## BEGIN RECORD EXCERPTS

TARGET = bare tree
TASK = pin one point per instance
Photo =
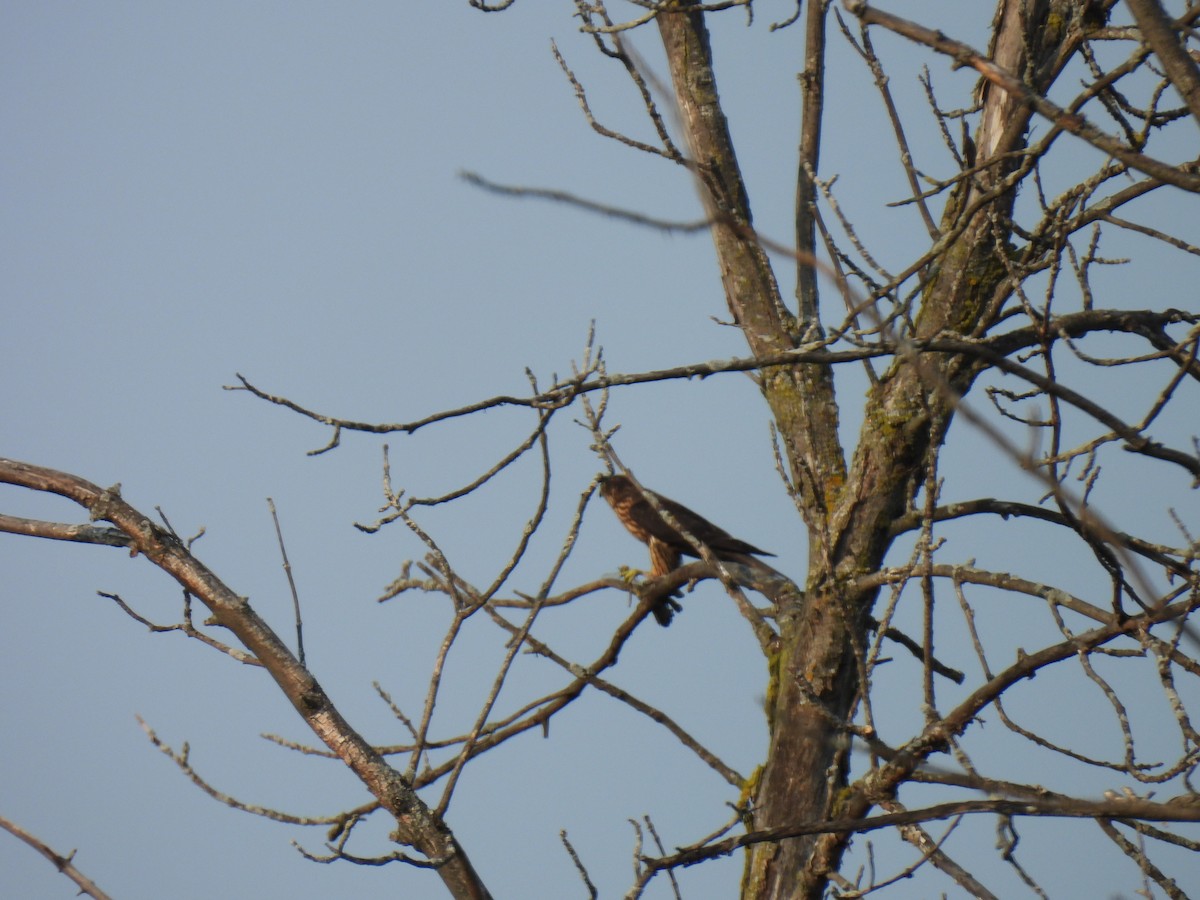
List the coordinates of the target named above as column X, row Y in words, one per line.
column 1002, row 329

## END RECORD EXCERPTS

- _WORK INSTRUCTIONS_:
Please retype every line of the records above word for word, leaving out the pictures.

- _WRITTEN ANSWER_:
TARGET = bare tree
TASK = pin one point per instance
Photo =
List the coordinates of the target named above as column X, row Y in words, one per line.
column 1002, row 329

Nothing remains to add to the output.